DOCUMENT:
* BEGIN *

The products of the imagination, however, are relegated by the ideological apparatus of the dominant culture to the realms of art and to surreal processes such as dreaming, daydreaming, and play. But, against the affirmative culture of the dominant ideology, art which taps the fantastic or utopian opposes the "image of humanity as a free subject" (Adorno) to institutional repression. Thus, Marcuse argues for the impermanence of the performance principle, for the historical possibility of another form of civilization under a post-scarcity economy, and for a non-repressive reality principle. Given this historical possibility, the utopian images of the imagination as pre-conceptual figures of the negation of present reality contribute to the general opposition to the dominant capitalist relations to production and ideology. Art allied with revolution: "Uncompromising adherence to the strict truth value of imagination comprehends reality more fully." The propositions of the oppositional artistic imagination contradict the surface facts. Such is the basis for the revolutionary stance of the "Great Refusal": the protest against unnecessary repression, the struggle for the ultimate form of freedom, quoting Adorno, "to live without anxiety."

2. Having discussed the utopian imagination, we must now consider that which opposes utopia—namely, ideology—in order to get beyond the false opposition of utopia and the concrete historical world with its false demand of the utopian text that it be a realizable blueprint for actual historical utopia. In his seminal essay, "Utopianism as Ideology," Howard Segal argues for the viability of "utopianism" as a "rival ideology" to the dominant ideology of our time: "utopianism at its best still represents creative and critical thought about existing society. It challenges the ingrained assumptions of existing society and offers alternatives to them."13               

The concept "ideology" originated in the late 18th-century effort by the philosophers of the Institut de France to oppose medieval metaphysics, based in religion and revelation, with empirical science. "Ideology" was then the science of the formation and interaction of ideas, almost a psychology of ideas. Later in the work of Hegel, Marx and Engels, and Lukács, ideology was taken out of the pure realm of ideas and linked to the moving forces of history; ideology was seen both as the ideas held by a group or a class and as the illusions which mask the real relations of history in a false consciousness. Today ideology is generally understood in this dual sense.14 As Terry Eagleton says: "Ideology is not just the bad dream of the infrastructure: in deformatively 'producing' the real, it nevertheless carries elements of reality within itself."15 Ideology is a sign system held in a given period of history, with the ideology of the dominant group/class taken as the general ideology of all who are not consciously in opposition. In short, ideology is the lived experience of people as they more or less unconsciously articulate it—that dimension of social experience in which meanings and values are produced.

* END *

GOAL: According to the passage on utopia and ideology, who first developed the concept "ideology," and in what period?

GIVEN INFORMATION:
* BEGIN *

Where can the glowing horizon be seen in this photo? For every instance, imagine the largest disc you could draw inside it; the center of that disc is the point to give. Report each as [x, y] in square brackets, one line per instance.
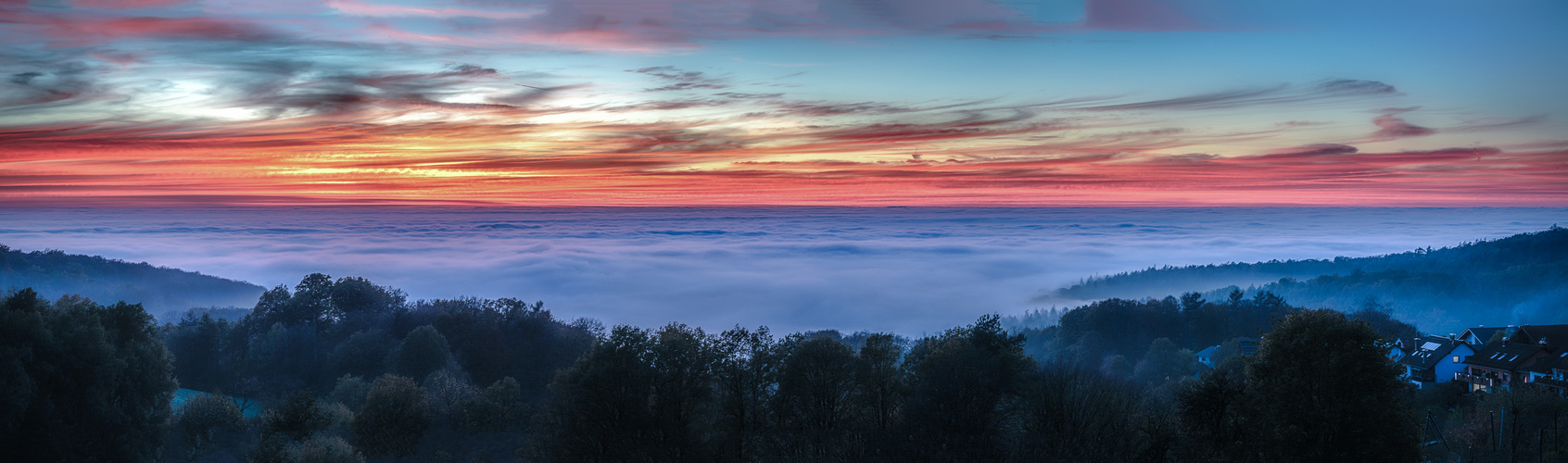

* END *

OUTPUT OF THE TASK: The philosophers of the Institut de France developed it in the late 18th century.